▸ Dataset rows
·····

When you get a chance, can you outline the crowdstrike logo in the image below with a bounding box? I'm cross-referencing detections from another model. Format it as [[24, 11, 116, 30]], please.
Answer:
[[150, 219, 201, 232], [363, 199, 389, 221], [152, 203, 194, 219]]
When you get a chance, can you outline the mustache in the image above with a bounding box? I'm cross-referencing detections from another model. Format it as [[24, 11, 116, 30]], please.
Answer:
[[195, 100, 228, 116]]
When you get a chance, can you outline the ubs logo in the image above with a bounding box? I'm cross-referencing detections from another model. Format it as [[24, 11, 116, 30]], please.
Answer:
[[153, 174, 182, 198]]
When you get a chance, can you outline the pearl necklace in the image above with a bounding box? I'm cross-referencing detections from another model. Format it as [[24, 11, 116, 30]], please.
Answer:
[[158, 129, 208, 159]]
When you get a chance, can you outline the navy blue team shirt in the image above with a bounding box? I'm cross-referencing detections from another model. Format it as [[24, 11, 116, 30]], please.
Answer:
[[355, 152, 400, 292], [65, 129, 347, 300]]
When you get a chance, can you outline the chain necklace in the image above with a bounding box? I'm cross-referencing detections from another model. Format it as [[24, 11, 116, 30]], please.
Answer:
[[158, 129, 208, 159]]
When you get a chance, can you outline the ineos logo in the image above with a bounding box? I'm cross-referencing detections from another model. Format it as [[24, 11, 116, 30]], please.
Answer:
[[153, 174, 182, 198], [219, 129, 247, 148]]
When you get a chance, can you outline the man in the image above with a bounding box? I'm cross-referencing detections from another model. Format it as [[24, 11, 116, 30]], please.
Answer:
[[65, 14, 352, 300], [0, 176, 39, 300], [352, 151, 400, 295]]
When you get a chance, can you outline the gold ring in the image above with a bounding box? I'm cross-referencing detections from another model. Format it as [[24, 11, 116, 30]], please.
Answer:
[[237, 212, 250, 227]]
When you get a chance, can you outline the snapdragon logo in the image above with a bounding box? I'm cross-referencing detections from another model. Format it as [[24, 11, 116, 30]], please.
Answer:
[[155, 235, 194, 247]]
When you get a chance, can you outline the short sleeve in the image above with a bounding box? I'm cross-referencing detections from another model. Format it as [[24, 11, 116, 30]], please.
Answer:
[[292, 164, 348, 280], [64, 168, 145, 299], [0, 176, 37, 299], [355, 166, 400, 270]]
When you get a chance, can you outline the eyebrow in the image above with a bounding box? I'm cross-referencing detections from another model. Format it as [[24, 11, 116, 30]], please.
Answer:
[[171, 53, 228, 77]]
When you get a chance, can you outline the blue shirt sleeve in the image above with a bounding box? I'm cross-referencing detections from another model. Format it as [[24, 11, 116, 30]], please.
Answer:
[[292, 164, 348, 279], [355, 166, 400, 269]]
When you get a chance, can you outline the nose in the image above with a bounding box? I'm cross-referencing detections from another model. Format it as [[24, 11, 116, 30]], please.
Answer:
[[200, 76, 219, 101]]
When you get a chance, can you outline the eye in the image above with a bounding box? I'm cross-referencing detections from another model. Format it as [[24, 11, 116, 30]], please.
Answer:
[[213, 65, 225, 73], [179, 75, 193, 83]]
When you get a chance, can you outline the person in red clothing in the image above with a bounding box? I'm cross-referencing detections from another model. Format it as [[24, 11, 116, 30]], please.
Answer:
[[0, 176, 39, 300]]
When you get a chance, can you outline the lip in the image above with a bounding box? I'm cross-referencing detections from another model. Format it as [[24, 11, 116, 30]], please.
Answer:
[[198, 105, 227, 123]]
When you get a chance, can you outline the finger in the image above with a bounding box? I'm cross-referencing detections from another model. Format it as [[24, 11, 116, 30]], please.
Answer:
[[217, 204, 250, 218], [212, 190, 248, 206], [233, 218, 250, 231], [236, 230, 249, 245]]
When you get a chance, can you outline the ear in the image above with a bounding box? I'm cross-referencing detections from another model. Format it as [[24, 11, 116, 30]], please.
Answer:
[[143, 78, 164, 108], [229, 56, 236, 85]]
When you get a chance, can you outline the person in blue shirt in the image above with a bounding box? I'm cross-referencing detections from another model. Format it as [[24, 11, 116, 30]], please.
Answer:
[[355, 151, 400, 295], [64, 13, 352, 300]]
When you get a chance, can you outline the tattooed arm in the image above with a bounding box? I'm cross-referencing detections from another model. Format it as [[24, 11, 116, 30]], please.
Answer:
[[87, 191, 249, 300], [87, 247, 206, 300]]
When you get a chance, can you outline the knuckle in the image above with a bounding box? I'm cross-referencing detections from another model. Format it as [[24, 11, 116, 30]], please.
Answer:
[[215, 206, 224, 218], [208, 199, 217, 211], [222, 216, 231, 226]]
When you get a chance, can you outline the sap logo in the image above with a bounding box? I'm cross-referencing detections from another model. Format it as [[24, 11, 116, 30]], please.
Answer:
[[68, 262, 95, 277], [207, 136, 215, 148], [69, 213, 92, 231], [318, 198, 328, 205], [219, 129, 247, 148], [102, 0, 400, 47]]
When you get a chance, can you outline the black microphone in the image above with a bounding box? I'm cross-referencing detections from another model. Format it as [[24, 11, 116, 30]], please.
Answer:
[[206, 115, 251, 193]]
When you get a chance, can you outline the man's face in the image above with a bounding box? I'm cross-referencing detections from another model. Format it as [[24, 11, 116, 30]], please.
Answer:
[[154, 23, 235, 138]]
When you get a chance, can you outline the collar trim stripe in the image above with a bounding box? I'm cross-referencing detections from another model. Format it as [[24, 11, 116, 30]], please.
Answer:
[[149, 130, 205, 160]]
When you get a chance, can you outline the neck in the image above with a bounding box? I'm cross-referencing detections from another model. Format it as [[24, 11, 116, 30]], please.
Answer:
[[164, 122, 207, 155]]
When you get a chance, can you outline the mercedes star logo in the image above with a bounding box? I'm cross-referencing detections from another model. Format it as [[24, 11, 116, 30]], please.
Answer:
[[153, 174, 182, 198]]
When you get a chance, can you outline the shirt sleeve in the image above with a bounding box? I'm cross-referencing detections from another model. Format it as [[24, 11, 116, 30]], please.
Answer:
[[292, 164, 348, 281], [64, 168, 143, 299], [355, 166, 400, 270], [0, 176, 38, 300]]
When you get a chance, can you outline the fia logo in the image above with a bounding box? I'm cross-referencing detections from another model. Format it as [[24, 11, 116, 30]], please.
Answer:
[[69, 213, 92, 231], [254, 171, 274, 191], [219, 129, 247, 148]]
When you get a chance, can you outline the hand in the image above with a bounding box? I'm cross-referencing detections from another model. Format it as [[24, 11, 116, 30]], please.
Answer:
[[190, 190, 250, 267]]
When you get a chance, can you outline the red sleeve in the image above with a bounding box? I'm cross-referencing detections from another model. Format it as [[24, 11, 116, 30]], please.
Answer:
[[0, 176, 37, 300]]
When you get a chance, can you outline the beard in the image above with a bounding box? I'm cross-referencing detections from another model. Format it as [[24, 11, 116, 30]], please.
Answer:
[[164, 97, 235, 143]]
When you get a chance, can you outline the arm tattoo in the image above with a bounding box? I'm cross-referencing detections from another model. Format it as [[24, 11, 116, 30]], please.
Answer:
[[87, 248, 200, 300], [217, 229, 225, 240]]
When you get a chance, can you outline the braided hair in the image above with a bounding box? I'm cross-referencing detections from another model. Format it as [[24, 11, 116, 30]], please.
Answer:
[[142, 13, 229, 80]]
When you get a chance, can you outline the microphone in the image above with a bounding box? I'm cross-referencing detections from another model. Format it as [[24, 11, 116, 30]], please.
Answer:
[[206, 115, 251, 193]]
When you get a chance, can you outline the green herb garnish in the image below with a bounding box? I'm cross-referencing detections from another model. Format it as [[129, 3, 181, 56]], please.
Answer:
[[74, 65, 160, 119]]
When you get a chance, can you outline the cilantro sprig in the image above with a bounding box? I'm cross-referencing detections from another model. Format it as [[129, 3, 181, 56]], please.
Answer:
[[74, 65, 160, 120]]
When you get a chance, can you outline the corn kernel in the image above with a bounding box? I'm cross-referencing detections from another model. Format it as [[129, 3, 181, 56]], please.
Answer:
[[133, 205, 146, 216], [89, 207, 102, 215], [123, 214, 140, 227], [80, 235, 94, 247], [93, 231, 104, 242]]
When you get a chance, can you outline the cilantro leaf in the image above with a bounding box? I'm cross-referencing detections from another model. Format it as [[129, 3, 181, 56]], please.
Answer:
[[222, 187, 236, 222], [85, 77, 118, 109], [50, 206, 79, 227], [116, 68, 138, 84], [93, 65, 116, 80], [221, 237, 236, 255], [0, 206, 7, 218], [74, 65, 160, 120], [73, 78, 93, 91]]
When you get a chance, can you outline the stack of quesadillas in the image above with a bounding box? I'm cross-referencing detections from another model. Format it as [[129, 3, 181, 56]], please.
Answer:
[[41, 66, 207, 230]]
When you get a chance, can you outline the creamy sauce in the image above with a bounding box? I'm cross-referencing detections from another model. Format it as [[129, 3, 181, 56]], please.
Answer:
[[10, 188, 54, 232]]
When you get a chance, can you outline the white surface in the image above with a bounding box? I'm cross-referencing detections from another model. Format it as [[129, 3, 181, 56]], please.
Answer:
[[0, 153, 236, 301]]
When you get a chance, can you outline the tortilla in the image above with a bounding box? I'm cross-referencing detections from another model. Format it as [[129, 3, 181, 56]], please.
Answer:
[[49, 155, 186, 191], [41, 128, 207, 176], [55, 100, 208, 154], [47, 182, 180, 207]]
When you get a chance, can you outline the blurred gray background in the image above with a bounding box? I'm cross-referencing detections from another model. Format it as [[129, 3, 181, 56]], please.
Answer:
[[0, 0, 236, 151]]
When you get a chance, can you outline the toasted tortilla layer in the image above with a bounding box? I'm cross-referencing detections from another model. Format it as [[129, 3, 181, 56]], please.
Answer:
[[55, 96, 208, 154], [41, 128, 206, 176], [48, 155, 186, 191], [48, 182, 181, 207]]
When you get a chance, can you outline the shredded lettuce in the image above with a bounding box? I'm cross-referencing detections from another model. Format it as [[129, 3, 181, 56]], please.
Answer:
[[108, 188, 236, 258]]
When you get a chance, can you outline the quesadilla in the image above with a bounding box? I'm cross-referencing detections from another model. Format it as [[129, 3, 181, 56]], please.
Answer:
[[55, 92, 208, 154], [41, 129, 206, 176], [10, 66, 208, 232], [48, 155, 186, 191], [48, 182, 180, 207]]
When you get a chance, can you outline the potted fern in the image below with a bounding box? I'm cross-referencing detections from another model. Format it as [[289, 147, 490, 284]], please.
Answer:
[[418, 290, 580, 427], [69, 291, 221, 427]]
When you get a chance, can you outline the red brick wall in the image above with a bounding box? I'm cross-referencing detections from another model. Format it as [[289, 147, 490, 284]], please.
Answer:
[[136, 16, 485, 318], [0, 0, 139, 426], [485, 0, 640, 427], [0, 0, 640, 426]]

·····

▸ Your instructions
Rescale the lines from the one containing "When you get a chance, can you outline the gold" up to and including the one containing "[[213, 65, 225, 73], [179, 75, 193, 83]]", copying each in full but multiplying every bounding-box coordinate in the answers by 1.05 and rounding to whole numbers, with halves rounded up. Keep all other numbers, including the sample format given in each line, unchanged.

▸ Solution
When you get a chance, can you outline the gold ring in the image above with a bounding box? I'm cross-referencing detections from another model. Format it as [[24, 11, 116, 30]], please.
Answer:
[[249, 223, 263, 238]]
When you get a chance, can you outline the snapdragon logo in the image above with a bounding box? I'm cross-referencing detections from another model. Format it as [[24, 11, 116, 30]], please.
Answer:
[[163, 247, 204, 259]]
When you get a chance, can you outline the short sleeve in the image above with a bounding box? I'm cross-referencing detections from another model. Format it as [[24, 11, 116, 30]], please.
Answer:
[[307, 172, 365, 294], [67, 176, 152, 314], [0, 185, 39, 314], [373, 174, 420, 284]]
When you get a chance, can you outline the eyebrow in the image above with a bounding box? I'm cross-referencing detections from another model. Format it as [[24, 11, 116, 30]], please.
Answer:
[[180, 56, 239, 81]]
When you get a chance, can you outline the blue shirt sleeve in the image above with a bounding box? I'm cross-referencing detections from another model. Format it as [[24, 11, 116, 30]], please.
Answer:
[[307, 172, 365, 293], [373, 174, 420, 282]]
When you get a chance, can you outline the nose in the image above with a bounding box? I'm cross-referencing detections from another model. Format it as [[24, 11, 116, 30]], please.
Answer:
[[210, 80, 230, 106]]
When you get a chance, can you outline the eye in the image above with a bounding box? I'm cross-referencing detections from another model. Format it as [[24, 11, 116, 30]], please.
Answer:
[[224, 68, 236, 77], [188, 79, 203, 87]]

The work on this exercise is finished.